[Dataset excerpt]
········

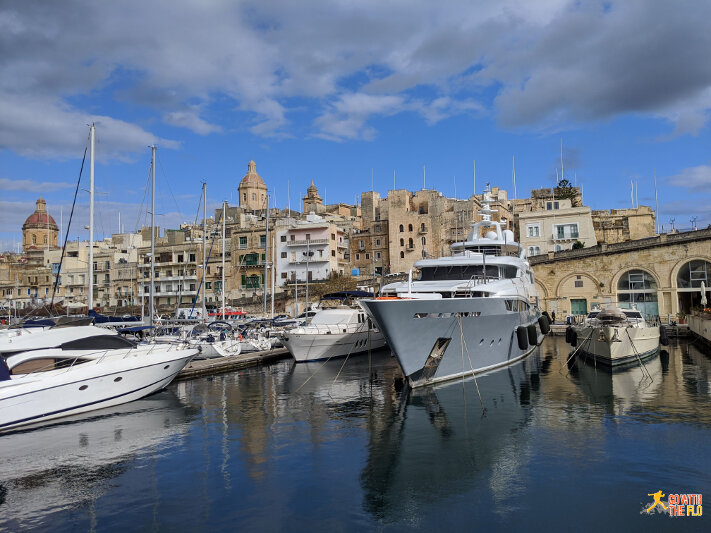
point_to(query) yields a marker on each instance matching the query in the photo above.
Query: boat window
(459, 272)
(99, 342)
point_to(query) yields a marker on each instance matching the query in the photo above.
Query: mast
(656, 202)
(266, 258)
(151, 298)
(224, 210)
(204, 247)
(92, 129)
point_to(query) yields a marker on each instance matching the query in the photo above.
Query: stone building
(39, 231)
(660, 275)
(313, 249)
(620, 225)
(252, 190)
(554, 226)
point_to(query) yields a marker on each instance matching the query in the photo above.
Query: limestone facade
(660, 275)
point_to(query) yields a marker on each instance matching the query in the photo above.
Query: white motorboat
(470, 312)
(335, 332)
(76, 379)
(615, 337)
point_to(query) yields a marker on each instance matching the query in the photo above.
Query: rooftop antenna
(474, 174)
(656, 201)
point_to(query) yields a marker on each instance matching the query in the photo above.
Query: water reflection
(67, 464)
(438, 441)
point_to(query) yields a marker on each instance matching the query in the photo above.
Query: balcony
(311, 260)
(303, 242)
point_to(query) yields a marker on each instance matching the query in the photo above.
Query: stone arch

········

* [SET EXERCISE] Rewrite the data above, changing every "yields" to "returns" and keeping everything else identical. Omit the pictures.

* [ANSWER IN FULL]
point_to(query) returns a marker on each instance matching the query in the photo above.
Query: boat window
(459, 272)
(99, 342)
point_to(query) returns a marker on each instance matching the query in the photo above.
Query: mast
(656, 202)
(266, 258)
(151, 298)
(224, 210)
(204, 247)
(92, 129)
point_to(query) returns a marker on each instance matching the query in the photo above.
Query: stone building
(39, 231)
(660, 275)
(313, 249)
(620, 225)
(252, 190)
(554, 226)
point_to(query) returns a marker on each instance matching the query in the photo above.
Query: limestone facade
(660, 275)
point_to(query) returns a marker on each instance matching the query in the photo above.
Query: white motorboat
(470, 312)
(335, 332)
(76, 379)
(615, 337)
point_to(query) returns a marker on each instance matching the query in the photo above.
Query: rooftop antenna
(474, 174)
(656, 201)
point_to(query) returns a marker on each instance matching the query in the photo above.
Query: water reflection
(67, 464)
(438, 441)
point_to(query) returns a marker on each instance matching the query in the photo above.
Query: balcony
(311, 260)
(303, 242)
point_to(query) returns a marker on each instance matching the query in the photo above.
Query: stone arch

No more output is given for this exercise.